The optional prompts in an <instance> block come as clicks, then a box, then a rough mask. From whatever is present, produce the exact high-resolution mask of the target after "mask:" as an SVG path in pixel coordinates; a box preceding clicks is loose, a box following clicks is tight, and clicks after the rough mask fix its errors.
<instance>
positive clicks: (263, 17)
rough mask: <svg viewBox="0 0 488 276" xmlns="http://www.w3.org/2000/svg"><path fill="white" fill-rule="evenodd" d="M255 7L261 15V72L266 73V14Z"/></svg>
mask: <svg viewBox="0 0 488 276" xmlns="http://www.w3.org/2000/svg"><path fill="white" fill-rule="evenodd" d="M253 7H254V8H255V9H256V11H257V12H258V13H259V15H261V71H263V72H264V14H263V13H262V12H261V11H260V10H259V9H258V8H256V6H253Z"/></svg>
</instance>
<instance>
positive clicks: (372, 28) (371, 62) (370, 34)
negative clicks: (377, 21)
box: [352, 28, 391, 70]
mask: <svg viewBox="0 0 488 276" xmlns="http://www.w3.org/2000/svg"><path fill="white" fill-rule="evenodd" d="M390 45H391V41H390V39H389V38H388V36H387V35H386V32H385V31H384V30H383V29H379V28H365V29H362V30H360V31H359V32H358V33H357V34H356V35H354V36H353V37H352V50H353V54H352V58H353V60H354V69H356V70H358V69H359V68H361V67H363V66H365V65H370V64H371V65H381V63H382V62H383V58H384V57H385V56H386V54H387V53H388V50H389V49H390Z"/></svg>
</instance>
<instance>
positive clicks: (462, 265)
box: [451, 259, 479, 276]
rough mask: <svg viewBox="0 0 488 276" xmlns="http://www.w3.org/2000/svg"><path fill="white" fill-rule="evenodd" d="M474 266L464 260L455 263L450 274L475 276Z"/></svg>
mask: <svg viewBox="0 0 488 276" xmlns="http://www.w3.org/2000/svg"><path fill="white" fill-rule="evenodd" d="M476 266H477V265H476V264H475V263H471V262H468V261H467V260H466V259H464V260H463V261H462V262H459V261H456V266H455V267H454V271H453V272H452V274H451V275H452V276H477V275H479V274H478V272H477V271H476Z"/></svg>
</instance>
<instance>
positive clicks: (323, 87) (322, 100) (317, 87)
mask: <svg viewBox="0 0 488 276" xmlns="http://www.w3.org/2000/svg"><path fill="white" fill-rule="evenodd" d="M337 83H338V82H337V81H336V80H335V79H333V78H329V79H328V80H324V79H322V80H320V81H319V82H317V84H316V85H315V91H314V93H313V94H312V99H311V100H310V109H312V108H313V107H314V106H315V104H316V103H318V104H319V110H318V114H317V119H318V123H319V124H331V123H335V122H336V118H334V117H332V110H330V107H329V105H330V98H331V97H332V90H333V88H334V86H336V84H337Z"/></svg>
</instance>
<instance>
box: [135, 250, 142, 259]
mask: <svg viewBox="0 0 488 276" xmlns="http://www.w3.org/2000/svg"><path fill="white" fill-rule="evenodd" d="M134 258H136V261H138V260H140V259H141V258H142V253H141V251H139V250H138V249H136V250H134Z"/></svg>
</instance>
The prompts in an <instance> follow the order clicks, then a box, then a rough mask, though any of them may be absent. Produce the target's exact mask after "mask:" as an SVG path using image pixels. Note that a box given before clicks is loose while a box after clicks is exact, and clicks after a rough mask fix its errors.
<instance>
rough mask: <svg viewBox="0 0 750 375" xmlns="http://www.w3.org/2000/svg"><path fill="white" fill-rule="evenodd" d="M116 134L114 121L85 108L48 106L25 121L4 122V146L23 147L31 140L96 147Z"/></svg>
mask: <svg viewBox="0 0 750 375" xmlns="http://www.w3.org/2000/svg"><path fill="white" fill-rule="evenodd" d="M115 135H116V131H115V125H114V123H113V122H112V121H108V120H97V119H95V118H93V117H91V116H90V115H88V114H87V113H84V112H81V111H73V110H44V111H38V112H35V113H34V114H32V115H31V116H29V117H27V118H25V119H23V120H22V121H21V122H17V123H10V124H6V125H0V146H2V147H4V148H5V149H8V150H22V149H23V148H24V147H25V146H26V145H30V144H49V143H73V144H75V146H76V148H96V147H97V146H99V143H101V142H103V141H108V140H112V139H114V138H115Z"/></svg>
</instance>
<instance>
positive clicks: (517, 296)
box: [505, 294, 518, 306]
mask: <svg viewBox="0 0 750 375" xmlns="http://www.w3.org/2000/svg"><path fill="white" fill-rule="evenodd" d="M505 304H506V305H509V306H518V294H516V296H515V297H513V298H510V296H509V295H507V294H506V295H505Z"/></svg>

### Work instructions
Output the listing above without altering a single character.

### Solution to this problem
The optional prompts in an <instance> block come as clicks, then a box, then a rough mask. From whatever is present, produce the exact high-resolution mask of the target after "mask:" as an SVG path in pixel coordinates; a box preceding clicks is loose, a box following clicks is tight, and clicks after the rough mask fix its errors.
<instance>
positive clicks: (263, 17)
rough mask: <svg viewBox="0 0 488 276" xmlns="http://www.w3.org/2000/svg"><path fill="white" fill-rule="evenodd" d="M255 7L261 15V72L266 73V14Z"/></svg>
mask: <svg viewBox="0 0 488 276" xmlns="http://www.w3.org/2000/svg"><path fill="white" fill-rule="evenodd" d="M253 7H254V8H255V9H256V11H257V12H258V13H259V15H261V71H263V72H264V14H263V13H262V12H261V11H260V10H259V9H258V8H256V6H253Z"/></svg>
</instance>
<instance>
positive clicks: (372, 28) (371, 62) (370, 34)
negative clicks: (377, 21)
box: [352, 28, 391, 70]
mask: <svg viewBox="0 0 488 276" xmlns="http://www.w3.org/2000/svg"><path fill="white" fill-rule="evenodd" d="M390 45H391V41H390V39H389V38H388V36H387V35H386V32H385V31H384V30H383V29H379V28H365V29H362V30H360V31H359V32H358V33H357V34H356V35H354V36H353V37H352V50H353V54H352V58H353V60H354V69H356V70H358V69H359V68H361V67H363V66H365V65H370V64H371V65H381V63H382V62H383V58H384V57H385V56H386V54H387V53H388V50H389V49H390Z"/></svg>
</instance>
<instance>
positive clicks: (462, 265)
box: [451, 259, 479, 276]
rough mask: <svg viewBox="0 0 488 276" xmlns="http://www.w3.org/2000/svg"><path fill="white" fill-rule="evenodd" d="M474 266L464 260L455 263L450 274L475 276Z"/></svg>
mask: <svg viewBox="0 0 488 276" xmlns="http://www.w3.org/2000/svg"><path fill="white" fill-rule="evenodd" d="M476 266H477V265H476V264H475V263H471V262H468V261H467V260H466V259H464V260H463V261H462V262H459V261H456V266H455V267H454V271H453V272H452V274H451V275H452V276H477V275H479V274H478V272H477V271H476Z"/></svg>
</instance>
<instance>
positive clicks: (323, 87) (322, 100) (317, 87)
mask: <svg viewBox="0 0 488 276" xmlns="http://www.w3.org/2000/svg"><path fill="white" fill-rule="evenodd" d="M337 83H338V82H337V81H336V80H335V79H333V78H329V79H328V80H324V79H322V80H320V81H319V82H317V84H316V85H315V91H314V93H313V94H312V99H311V100H310V109H312V108H313V107H314V106H315V104H316V103H318V104H319V110H318V114H317V119H318V123H319V124H331V123H335V122H336V118H334V117H332V110H330V107H329V105H330V98H331V97H332V90H333V88H334V86H336V84H337Z"/></svg>
</instance>
<instance>
box: [135, 250, 142, 259]
mask: <svg viewBox="0 0 488 276" xmlns="http://www.w3.org/2000/svg"><path fill="white" fill-rule="evenodd" d="M134 258H136V261H138V260H140V259H141V258H142V253H141V251H139V250H138V249H136V250H134Z"/></svg>
</instance>
The prompts in an <instance> follow the order clicks, then a box, then a rough mask, though any of them may be absent. Produce the target's exact mask after "mask:" as an SVG path using image pixels. Note that a box given before clicks is loose while a box after clicks is exact, and clicks after a rough mask fix its errors.
<instance>
rough mask: <svg viewBox="0 0 750 375" xmlns="http://www.w3.org/2000/svg"><path fill="white" fill-rule="evenodd" d="M116 134L114 121L85 108L48 106L25 121L4 122V146L23 147L31 140L96 147Z"/></svg>
mask: <svg viewBox="0 0 750 375" xmlns="http://www.w3.org/2000/svg"><path fill="white" fill-rule="evenodd" d="M115 135H116V131H115V125H114V123H113V122H112V121H108V120H97V119H95V118H93V117H91V116H90V115H88V114H87V113H84V112H81V111H73V110H44V111H38V112H35V113H34V114H32V115H31V116H29V117H27V118H25V119H23V120H22V121H21V122H17V123H10V124H6V125H0V146H2V147H4V148H5V149H8V150H22V149H23V148H24V147H25V146H26V145H30V144H49V143H73V144H75V146H76V148H96V147H97V146H99V143H101V142H103V141H108V140H112V139H114V138H115Z"/></svg>
</instance>
<instance>
positive clicks: (517, 296)
box: [505, 294, 518, 306]
mask: <svg viewBox="0 0 750 375" xmlns="http://www.w3.org/2000/svg"><path fill="white" fill-rule="evenodd" d="M505 304H506V305H509V306H518V294H516V296H515V297H513V298H510V296H509V295H507V294H506V295H505Z"/></svg>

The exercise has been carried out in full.